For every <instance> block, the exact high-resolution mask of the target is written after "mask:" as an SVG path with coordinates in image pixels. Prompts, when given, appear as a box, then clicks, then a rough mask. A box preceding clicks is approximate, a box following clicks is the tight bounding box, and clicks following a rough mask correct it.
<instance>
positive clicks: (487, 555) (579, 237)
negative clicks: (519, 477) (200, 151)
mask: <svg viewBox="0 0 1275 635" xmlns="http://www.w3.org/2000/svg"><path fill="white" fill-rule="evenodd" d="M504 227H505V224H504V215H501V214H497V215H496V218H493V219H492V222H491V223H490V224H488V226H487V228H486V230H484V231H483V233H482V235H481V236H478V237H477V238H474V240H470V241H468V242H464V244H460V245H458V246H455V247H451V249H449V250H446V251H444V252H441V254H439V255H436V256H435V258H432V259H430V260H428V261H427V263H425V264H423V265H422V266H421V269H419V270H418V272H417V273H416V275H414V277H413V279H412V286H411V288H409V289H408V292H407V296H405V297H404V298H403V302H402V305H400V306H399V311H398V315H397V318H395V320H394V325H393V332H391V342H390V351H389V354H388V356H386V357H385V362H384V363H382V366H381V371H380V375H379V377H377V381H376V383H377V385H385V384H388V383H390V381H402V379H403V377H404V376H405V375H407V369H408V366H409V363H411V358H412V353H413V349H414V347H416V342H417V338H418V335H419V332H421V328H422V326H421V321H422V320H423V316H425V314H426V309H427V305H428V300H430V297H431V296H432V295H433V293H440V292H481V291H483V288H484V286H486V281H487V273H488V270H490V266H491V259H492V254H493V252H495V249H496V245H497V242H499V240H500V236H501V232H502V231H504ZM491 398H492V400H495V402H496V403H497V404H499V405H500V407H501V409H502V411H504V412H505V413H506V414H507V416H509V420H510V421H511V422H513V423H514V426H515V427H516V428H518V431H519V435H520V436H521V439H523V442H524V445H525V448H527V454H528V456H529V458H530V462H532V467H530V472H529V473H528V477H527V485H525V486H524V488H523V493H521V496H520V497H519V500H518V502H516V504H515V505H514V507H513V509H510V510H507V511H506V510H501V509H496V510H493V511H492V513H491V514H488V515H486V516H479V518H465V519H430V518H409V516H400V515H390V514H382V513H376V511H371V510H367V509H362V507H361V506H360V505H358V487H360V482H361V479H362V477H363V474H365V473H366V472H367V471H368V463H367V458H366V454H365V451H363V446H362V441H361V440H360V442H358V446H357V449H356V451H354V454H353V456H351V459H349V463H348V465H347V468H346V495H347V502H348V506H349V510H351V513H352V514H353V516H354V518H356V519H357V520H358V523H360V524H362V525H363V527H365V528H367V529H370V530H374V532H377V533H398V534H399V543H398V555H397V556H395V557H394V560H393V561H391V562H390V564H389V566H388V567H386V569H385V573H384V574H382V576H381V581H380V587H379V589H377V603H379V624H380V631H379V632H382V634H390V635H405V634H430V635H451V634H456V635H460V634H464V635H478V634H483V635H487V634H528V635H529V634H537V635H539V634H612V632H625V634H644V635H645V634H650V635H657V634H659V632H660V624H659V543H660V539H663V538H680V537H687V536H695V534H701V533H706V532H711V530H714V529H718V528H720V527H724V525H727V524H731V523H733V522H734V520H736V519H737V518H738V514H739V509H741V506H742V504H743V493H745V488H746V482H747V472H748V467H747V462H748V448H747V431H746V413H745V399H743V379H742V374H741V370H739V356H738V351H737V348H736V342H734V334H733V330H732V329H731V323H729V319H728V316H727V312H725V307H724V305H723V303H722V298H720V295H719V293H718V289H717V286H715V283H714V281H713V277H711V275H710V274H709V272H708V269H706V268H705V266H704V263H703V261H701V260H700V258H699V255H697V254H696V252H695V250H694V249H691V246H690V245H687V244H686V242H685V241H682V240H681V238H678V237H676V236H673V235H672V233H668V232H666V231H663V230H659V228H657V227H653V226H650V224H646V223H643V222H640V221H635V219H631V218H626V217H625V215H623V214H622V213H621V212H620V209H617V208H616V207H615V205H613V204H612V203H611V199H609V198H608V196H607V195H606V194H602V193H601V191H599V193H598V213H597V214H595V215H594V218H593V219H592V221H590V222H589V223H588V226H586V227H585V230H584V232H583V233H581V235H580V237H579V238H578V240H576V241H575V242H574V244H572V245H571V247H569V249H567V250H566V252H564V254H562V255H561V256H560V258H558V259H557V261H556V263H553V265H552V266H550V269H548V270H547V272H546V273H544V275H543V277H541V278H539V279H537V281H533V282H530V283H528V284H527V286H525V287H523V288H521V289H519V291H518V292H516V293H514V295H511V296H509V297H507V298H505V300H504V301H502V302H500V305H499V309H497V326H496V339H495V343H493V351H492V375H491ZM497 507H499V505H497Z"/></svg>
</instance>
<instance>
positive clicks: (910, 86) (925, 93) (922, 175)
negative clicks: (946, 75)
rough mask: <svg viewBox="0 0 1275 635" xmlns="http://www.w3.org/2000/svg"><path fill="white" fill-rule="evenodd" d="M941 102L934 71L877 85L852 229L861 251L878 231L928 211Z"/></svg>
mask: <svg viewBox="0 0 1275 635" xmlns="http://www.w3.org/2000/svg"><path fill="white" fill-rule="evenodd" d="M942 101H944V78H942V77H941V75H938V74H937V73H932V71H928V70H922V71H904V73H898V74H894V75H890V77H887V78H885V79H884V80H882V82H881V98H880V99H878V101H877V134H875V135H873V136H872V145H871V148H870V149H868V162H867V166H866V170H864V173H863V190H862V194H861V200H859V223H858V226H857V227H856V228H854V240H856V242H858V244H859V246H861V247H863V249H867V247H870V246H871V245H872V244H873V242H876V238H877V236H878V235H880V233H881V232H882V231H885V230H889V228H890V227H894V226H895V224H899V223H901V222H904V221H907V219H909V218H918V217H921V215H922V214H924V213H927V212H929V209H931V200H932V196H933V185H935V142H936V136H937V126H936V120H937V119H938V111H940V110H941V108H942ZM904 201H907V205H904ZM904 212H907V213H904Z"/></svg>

(TASK DETAILS):
Can you change every "negative clicks" to "negative points" throughout the items above and leave everything else as it is?

(ANSWER FOR THIS EXERCISE):
For every <instance> block, the exact high-resolution mask of the target is written after "mask:" as an SVG path with coordinates in image pixels. Prompts, when given, appear as a box, then clicks, then a rough mask. A box preceding clicks is approximate, a box following clicks is the tight bounding box, and clicks following a rough mask correct it.
<instance>
positive clicks: (487, 555) (579, 237)
negative points: (519, 477) (200, 151)
mask: <svg viewBox="0 0 1275 635" xmlns="http://www.w3.org/2000/svg"><path fill="white" fill-rule="evenodd" d="M504 227H505V224H504V215H501V214H497V215H496V218H493V219H492V222H491V223H490V224H488V226H487V228H486V230H484V231H483V233H482V235H481V236H478V237H477V238H474V240H470V241H468V242H464V244H460V245H458V246H455V247H451V249H449V250H446V251H444V252H441V254H439V255H436V256H435V258H432V259H430V260H428V261H427V263H425V264H423V265H422V266H421V269H419V270H418V272H417V273H416V275H414V277H413V279H412V286H411V288H409V289H408V292H407V296H405V297H404V298H403V302H402V305H400V306H399V311H398V315H397V318H395V320H394V325H393V332H391V342H390V351H389V354H388V356H386V357H385V362H384V363H382V366H381V371H380V375H379V377H377V381H376V383H377V385H385V384H388V383H390V381H402V379H403V377H404V376H405V375H407V369H408V366H409V363H411V358H412V353H413V349H414V347H416V342H417V338H418V335H419V332H421V328H422V326H421V321H422V320H423V316H425V314H426V309H427V305H428V300H430V297H431V296H432V295H433V293H440V292H481V291H483V288H484V286H486V281H487V273H488V270H490V266H491V259H492V254H493V252H495V249H496V245H497V242H499V240H500V236H501V232H502V231H504ZM491 398H492V400H495V402H496V403H497V404H499V405H500V407H501V409H502V411H504V412H505V413H506V414H507V416H509V420H510V421H511V422H513V423H514V426H515V427H516V428H518V431H519V435H520V436H521V439H523V442H524V445H525V448H527V454H528V456H529V458H530V462H532V467H530V472H529V473H528V477H527V485H525V486H524V488H523V493H521V496H520V497H519V500H518V502H516V504H515V505H514V507H513V509H510V510H507V511H506V510H501V509H496V510H493V511H492V513H491V514H488V515H486V516H479V518H465V519H430V518H409V516H400V515H390V514H382V513H376V511H371V510H367V509H362V507H361V506H360V505H358V487H360V482H361V479H362V477H363V474H365V473H366V472H367V471H368V463H367V458H366V454H365V451H363V446H362V441H361V440H360V442H358V446H357V449H356V451H354V454H353V456H351V459H349V463H348V465H347V468H346V495H347V502H348V506H349V510H351V513H352V514H353V516H354V518H356V519H357V520H358V523H360V524H362V525H363V527H365V528H367V529H370V530H374V532H377V533H398V534H399V543H398V555H397V556H395V557H394V560H393V561H391V562H390V564H389V566H388V567H386V569H385V573H384V574H382V576H381V581H380V587H379V589H377V603H379V624H380V631H379V632H382V634H390V635H405V634H430V635H451V634H456V635H460V634H464V635H478V634H483V635H487V634H528V635H529V634H537V635H539V634H612V632H625V634H644V635H645V634H650V635H657V634H659V632H660V624H659V543H660V539H663V538H680V537H687V536H695V534H701V533H706V532H711V530H714V529H718V528H720V527H724V525H727V524H731V523H733V522H734V520H736V519H737V518H738V514H739V509H741V506H742V504H743V493H745V488H746V482H747V472H748V467H747V462H748V448H747V431H746V413H745V399H743V379H742V374H741V370H739V356H738V351H737V348H736V342H734V334H733V330H732V329H731V323H729V319H728V316H727V312H725V307H724V305H723V303H722V298H720V295H719V293H718V289H717V286H715V283H714V281H713V277H711V275H710V274H709V272H708V269H706V268H705V266H704V263H703V261H701V260H700V258H699V255H697V254H696V252H695V250H694V249H691V246H690V245H687V244H686V242H685V241H682V240H681V238H678V237H676V236H673V235H672V233H668V232H666V231H663V230H659V228H657V227H653V226H650V224H646V223H643V222H640V221H635V219H631V218H626V217H625V215H623V214H622V213H621V212H620V209H617V208H616V207H615V205H613V204H612V203H611V199H609V198H608V196H607V195H606V194H602V193H601V191H599V193H598V213H597V214H595V215H594V218H593V219H592V221H590V222H589V223H588V226H586V227H585V230H584V232H583V233H581V235H580V237H579V238H578V240H576V241H575V242H574V244H572V245H571V247H569V249H567V250H566V252H564V254H562V255H561V256H560V258H558V259H557V261H556V263H553V265H552V266H550V269H548V270H547V272H546V273H544V275H543V277H541V278H539V279H537V281H533V282H530V283H528V284H527V286H525V287H523V288H521V289H519V291H518V292H516V293H514V295H511V296H509V297H507V298H505V300H504V301H502V302H500V305H499V309H497V326H496V339H495V343H493V351H492V375H491ZM497 507H499V505H497Z"/></svg>
</instance>
<instance>
positive clicks: (910, 86) (925, 93) (922, 175)
negative points: (946, 75)
rough mask: <svg viewBox="0 0 1275 635" xmlns="http://www.w3.org/2000/svg"><path fill="white" fill-rule="evenodd" d="M941 102L934 71L877 85L852 229L861 251L878 231L928 211Z"/></svg>
mask: <svg viewBox="0 0 1275 635" xmlns="http://www.w3.org/2000/svg"><path fill="white" fill-rule="evenodd" d="M942 101H944V78H942V77H941V75H938V74H937V73H932V71H928V70H922V71H904V73H898V74H894V75H890V77H887V78H885V79H884V80H882V82H881V98H880V99H878V101H877V134H875V135H873V136H872V145H871V148H870V149H868V162H867V166H866V170H864V173H863V190H862V194H861V200H859V223H858V226H857V227H856V228H854V240H856V242H858V244H859V246H861V247H863V249H867V247H870V246H871V245H872V244H873V242H876V238H877V236H878V235H880V233H881V232H882V231H885V230H889V228H890V227H894V226H895V224H899V223H901V222H904V221H907V219H909V218H918V217H921V215H922V214H924V213H927V212H929V209H931V200H932V196H933V185H935V142H936V136H937V126H936V120H937V119H938V111H940V110H941V108H942ZM904 201H907V205H904ZM904 212H907V213H904Z"/></svg>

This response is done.